— START Text excerpt —

Introduction: Subwoofers in a Music-only Setting
Before turning to the review of the NHT subwoofer (review to be published next week) let me give you an overview of the merits of a subwoofer in a context restricted solely to music or restricted to music as part of a soundtrack.
We are faced with two questions: does the subwoofer go low enough; and, how loud must it play with inaudible distortion until it crosses-over to the main speakers.
The URL below provides an interactive presentation of the frequency range for standard acoustical instruments:
The lowest note for A concert piano is 27Hz, (nineteenth-century pipe organs went lower). An organ of Bach’s time would not extend to 30Hz. Note that while it may sound very low, standard percussion instruments do not go very deep, although they are capable of producing significant sound pressure.
A floor-standing speaker (9″ to 10.5″ equivalent cone area) will have a -3dB anechoic response ranging from 40 – 60 Hz (add 5 -15 Hz or so for a bookshelf speaker with 6.5″ woofers). The 10% distortion point in an anechoic chamber for 100dB SPL RMS (1 meter) will also occur in this frequency range.

— END Text excerpt —

Written exercise:
Quote the entire subwoofer introduction verbatim. Draw solely on the subwoofer introduction above and consult no other source.

— START Supplied information —

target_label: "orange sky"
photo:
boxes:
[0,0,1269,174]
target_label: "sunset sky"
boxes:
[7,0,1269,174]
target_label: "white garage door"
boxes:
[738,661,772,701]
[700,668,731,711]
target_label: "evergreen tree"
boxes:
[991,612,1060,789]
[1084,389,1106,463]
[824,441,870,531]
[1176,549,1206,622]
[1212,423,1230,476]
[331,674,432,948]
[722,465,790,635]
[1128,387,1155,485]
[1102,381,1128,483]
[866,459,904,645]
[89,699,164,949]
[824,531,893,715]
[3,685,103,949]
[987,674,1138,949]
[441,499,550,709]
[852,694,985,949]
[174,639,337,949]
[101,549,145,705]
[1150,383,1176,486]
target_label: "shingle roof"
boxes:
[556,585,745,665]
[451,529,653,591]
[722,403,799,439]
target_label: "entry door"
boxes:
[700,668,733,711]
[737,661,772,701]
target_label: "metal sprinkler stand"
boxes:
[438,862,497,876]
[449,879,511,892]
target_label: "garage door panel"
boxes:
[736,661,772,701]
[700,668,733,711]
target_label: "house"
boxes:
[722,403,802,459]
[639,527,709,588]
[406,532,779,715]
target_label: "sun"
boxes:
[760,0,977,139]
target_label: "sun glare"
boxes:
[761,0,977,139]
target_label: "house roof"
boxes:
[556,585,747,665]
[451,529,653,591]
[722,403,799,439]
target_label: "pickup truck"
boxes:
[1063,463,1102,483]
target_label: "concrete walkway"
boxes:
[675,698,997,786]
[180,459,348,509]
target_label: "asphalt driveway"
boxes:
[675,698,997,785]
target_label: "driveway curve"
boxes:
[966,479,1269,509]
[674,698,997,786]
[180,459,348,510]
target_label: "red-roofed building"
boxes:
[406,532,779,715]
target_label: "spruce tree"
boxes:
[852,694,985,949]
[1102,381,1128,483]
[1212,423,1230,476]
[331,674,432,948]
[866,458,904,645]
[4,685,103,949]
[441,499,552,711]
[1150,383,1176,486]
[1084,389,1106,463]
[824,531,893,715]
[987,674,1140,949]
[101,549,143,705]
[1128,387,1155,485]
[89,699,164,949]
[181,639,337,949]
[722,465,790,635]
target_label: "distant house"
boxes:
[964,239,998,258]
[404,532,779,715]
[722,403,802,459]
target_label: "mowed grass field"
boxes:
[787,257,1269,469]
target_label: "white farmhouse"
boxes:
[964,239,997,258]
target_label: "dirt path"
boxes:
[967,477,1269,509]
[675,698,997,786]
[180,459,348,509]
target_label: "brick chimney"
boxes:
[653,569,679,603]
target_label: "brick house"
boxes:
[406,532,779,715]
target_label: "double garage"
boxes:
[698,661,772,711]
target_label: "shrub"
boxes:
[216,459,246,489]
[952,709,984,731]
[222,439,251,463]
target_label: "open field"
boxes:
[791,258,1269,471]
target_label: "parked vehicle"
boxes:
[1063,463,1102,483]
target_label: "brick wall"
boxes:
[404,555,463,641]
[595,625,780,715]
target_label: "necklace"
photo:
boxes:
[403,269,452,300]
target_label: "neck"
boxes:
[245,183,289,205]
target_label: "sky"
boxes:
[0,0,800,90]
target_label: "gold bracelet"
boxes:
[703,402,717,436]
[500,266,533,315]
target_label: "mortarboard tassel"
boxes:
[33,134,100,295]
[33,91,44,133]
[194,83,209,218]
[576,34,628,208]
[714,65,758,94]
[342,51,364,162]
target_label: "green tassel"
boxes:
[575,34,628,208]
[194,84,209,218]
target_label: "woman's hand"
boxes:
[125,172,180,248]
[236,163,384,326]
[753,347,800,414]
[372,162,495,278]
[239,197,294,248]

— END Supplied information —

Solution to this exercise:
Introduction: Subwoofers in a Music-only Setting
Before turning to the review of the NHT subwoofer (review to be published next week) let me give you an overview of the merits of a subwoofer in a context restricted solely to music or restricted to music as part of a soundtrack.
We are faced with two questions: does the subwoofer go low enough; and, how loud must it play with inaudible distortion until it crosses-over to the main speakers.
The URL below provides an interactive presentation of the frequency range for standard acoustical instruments:
The lowest note for A concert piano is 27Hz, (nineteenth-century pipe organs went lower). An organ of Bach’s time would not extend to 30Hz. Note that while it may sound very low, standard percussion instruments do not go very deep, although they are capable of producing significant sound pressure.
A floor-standing speaker (9″ to 10.5″ equivalent cone area) will have a -3dB anechoic response ranging from 40 – 60 Hz (add 5 -15 Hz or so for a bookshelf speaker with 6.5″ woofers). The 10% distortion point in an anechoic chamber for 100dB SPL RMS (1 meter) will also occur in this frequency range.